Data entries:

"""

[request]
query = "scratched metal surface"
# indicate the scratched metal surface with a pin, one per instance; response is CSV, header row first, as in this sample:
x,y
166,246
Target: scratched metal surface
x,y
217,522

"""

THE REQUEST: Copy the material above line for line, without changing anything.

REPLY:
[request]
query = "scratched metal surface"
# indicate the scratched metal surface with a pin, one per instance; response is CSV, header row first, as in this sample:
x,y
166,246
Target: scratched metal surface
x,y
217,522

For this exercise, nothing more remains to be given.